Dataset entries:
• • • • •

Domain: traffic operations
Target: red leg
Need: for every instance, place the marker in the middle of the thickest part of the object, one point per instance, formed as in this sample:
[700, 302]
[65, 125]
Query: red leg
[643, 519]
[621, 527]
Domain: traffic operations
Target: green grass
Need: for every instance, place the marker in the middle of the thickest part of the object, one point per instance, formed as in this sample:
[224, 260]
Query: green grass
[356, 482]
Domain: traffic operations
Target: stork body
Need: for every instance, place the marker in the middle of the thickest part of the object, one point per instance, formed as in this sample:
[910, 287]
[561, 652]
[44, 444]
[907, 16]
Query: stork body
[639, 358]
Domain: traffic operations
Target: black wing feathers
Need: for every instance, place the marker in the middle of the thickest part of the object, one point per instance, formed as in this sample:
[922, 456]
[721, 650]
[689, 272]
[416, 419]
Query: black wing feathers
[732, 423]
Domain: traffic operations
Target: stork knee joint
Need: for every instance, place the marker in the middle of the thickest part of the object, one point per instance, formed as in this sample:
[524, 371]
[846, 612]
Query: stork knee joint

• • • • •

→ **PROBLEM TO WORK ON**: Repeat each record in full; every line must match exactly.

→ **ANSWER SECTION**:
Domain: traffic operations
Target: red leg
Need: for every instance, place the marker in the middle of the thickest part of the object, one point per instance, formed as in this sample:
[700, 302]
[65, 125]
Query: red leg
[643, 519]
[621, 527]
Domain: traffic operations
Target: green grass
Need: for every instance, place the marker in the middle of the thickest part of the object, one point per instance, formed as in this sample:
[224, 260]
Query: green grass
[356, 482]
Domain: traffic operations
Target: stork body
Need: for every instance, place the marker in the middle of the thickest part of the object, one point per instance, formed as in this sample:
[910, 287]
[561, 652]
[44, 444]
[907, 16]
Query: stork body
[639, 358]
Domain: traffic operations
Target: black wing feathers
Need: for every instance, place the marker in the middle of the thickest part of the object, one point per instance, formed as in this sample:
[922, 456]
[721, 650]
[689, 272]
[416, 419]
Query: black wing feathers
[732, 423]
Domain: traffic operations
Target: stork knee joint
Need: for every instance, place the marker in the middle of the thickest part of the object, one point per instance, formed as in this sample:
[524, 371]
[846, 612]
Query: stork knee joint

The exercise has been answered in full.